To do - Please duplicate the rows below, starting at the line with "Target phrase = cloud streak" and continuing through the end of the rows, with each line left unchanged.

Dataset rows
— begin —
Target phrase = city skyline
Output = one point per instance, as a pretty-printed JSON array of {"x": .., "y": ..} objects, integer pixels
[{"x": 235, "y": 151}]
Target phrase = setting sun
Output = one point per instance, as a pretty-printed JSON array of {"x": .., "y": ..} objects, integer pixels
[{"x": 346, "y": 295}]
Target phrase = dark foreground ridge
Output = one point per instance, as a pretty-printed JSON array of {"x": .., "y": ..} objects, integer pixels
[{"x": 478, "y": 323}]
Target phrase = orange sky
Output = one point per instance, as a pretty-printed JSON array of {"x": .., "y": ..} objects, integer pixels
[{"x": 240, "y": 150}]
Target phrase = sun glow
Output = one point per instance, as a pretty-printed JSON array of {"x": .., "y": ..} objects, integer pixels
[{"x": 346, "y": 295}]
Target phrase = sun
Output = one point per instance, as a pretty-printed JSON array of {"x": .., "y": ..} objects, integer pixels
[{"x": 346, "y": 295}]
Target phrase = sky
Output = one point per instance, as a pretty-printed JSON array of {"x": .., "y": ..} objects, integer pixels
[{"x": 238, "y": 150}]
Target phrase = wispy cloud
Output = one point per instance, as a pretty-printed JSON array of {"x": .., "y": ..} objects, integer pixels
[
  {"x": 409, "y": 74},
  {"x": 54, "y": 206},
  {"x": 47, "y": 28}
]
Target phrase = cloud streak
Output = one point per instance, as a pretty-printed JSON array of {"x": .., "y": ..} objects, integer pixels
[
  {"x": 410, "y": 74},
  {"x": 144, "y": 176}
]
— end —
Result of this exercise -
Target phrase = cloud streak
Output = one point per instance, as a pretty-printed JSON array of {"x": .., "y": ..} objects, integer pixels
[
  {"x": 410, "y": 74},
  {"x": 144, "y": 176}
]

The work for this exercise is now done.